**Goal of the exercise:** Copy out, word for word, the lines from the one containing "segment(query) marks the" through the one containing "[[22,229],[185,318],[284,286],[176,92],[115,156]]", including both of those lines.

**Data shown:**
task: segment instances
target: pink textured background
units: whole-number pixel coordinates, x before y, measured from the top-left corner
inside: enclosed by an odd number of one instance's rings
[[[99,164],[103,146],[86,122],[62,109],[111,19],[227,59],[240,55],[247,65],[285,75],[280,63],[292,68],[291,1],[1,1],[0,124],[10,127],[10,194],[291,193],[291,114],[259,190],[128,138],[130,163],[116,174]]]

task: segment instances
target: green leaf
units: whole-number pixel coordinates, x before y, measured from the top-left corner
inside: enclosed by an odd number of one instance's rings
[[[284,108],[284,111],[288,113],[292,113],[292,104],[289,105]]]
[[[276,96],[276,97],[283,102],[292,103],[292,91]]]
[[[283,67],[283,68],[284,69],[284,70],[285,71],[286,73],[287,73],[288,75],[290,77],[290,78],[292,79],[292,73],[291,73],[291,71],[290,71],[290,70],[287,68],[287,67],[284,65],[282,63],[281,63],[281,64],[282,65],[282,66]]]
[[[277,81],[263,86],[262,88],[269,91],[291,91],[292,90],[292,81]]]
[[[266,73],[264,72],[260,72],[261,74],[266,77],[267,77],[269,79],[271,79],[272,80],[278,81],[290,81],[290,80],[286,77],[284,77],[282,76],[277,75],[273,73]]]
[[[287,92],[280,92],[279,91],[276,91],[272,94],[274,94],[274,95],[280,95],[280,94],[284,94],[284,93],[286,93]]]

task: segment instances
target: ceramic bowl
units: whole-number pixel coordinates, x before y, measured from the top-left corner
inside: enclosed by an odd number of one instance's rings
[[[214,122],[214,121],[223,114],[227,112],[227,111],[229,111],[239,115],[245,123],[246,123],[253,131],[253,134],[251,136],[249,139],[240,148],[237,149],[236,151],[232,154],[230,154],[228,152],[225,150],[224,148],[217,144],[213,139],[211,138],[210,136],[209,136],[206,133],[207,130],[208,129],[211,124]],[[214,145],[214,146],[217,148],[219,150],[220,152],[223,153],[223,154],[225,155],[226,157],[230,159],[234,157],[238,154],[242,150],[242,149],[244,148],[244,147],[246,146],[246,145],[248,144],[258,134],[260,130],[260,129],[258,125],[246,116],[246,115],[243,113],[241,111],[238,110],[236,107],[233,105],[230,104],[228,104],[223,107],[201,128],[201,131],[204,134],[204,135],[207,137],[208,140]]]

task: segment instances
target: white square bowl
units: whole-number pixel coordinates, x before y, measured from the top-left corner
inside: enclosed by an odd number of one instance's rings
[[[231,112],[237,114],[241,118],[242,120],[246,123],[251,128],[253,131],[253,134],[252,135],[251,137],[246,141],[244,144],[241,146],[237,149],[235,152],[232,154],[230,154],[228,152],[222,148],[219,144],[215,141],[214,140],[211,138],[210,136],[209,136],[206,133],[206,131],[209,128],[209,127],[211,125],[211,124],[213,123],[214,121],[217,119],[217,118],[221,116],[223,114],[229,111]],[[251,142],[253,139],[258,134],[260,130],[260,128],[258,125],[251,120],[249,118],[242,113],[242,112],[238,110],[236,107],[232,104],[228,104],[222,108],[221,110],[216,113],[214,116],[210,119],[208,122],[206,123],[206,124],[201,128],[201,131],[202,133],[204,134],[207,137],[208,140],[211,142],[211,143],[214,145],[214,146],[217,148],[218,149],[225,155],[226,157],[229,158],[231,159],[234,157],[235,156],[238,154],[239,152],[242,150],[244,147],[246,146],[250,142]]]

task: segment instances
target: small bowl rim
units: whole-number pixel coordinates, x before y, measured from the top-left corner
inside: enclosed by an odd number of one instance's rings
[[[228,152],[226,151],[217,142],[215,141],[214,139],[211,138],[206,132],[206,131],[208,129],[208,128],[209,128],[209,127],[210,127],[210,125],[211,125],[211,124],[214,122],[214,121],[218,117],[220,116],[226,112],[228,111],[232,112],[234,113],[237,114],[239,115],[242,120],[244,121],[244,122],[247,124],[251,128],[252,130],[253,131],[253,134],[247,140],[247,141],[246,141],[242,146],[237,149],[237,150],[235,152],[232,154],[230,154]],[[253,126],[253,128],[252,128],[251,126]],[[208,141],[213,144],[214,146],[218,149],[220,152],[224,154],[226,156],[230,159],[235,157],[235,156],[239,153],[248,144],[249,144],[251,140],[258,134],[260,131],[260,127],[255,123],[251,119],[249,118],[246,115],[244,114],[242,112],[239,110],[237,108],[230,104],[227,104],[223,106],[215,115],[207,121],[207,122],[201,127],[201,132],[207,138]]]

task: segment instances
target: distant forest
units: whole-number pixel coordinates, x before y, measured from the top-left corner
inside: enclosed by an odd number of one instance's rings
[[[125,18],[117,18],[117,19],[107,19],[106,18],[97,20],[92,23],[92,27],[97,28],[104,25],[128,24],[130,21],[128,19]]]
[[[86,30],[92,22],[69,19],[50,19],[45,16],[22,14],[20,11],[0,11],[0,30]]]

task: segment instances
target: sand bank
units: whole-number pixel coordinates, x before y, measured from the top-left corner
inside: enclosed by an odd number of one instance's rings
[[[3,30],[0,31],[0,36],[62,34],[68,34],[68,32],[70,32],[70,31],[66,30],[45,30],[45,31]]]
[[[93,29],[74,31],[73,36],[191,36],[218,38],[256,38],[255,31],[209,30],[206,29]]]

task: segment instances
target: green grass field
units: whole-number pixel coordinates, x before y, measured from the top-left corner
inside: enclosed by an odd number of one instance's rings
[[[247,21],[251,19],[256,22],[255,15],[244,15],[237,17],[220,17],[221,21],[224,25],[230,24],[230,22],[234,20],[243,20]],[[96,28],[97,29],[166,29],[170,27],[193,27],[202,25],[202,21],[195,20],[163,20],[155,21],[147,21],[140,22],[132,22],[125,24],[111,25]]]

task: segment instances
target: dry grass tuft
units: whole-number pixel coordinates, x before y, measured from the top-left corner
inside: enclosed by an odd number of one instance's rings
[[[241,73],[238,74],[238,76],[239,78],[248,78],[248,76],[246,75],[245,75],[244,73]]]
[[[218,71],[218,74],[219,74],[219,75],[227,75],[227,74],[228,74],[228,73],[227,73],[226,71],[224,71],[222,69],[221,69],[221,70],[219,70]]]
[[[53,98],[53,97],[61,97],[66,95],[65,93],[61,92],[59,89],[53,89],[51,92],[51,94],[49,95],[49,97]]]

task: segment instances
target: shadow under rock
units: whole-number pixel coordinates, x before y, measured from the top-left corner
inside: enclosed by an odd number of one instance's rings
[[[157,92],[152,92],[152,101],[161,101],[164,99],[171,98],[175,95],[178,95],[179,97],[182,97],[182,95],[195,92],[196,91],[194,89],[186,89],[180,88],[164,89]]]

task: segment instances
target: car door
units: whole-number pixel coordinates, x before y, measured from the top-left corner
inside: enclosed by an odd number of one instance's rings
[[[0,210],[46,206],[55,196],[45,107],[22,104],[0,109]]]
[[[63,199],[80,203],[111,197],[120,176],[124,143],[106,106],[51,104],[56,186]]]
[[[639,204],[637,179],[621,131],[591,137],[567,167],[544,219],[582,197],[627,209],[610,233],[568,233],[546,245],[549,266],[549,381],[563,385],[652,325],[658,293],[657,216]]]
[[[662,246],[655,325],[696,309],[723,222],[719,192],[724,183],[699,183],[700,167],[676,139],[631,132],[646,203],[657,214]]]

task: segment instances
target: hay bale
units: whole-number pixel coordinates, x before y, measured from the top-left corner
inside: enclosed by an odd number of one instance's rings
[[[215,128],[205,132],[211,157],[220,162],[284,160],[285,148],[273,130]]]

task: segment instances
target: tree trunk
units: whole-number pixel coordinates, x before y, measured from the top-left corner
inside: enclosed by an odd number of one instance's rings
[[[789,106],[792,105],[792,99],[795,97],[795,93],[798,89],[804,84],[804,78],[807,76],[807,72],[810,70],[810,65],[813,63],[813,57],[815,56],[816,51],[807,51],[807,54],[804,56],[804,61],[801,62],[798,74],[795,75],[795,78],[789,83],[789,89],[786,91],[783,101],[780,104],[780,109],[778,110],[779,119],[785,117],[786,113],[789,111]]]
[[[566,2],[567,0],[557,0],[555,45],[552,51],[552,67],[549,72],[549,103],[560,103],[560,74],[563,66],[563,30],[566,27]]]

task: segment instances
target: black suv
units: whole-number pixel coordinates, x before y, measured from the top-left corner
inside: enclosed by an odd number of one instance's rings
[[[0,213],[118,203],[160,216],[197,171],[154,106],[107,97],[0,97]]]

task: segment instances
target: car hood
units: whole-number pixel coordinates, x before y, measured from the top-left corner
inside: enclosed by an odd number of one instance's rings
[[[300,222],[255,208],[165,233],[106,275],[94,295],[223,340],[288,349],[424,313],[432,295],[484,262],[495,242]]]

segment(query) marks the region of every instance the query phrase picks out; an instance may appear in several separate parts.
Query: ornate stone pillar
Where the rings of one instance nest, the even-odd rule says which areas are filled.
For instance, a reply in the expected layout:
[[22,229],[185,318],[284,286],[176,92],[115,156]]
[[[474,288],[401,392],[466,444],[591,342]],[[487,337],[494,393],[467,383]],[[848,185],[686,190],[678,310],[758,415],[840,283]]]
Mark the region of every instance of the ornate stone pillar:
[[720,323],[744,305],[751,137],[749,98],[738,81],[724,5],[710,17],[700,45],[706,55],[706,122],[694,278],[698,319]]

**Written solution:**
segment(query) marks the region of every instance the query phrase picks out; an instance may appear in several separate parts.
Query: ornate stone pillar
Where the rings of one instance nest, the even-odd rule says which areas are filled.
For instance, a reply in the expected layout:
[[22,229],[185,318],[284,286],[176,92],[115,156]]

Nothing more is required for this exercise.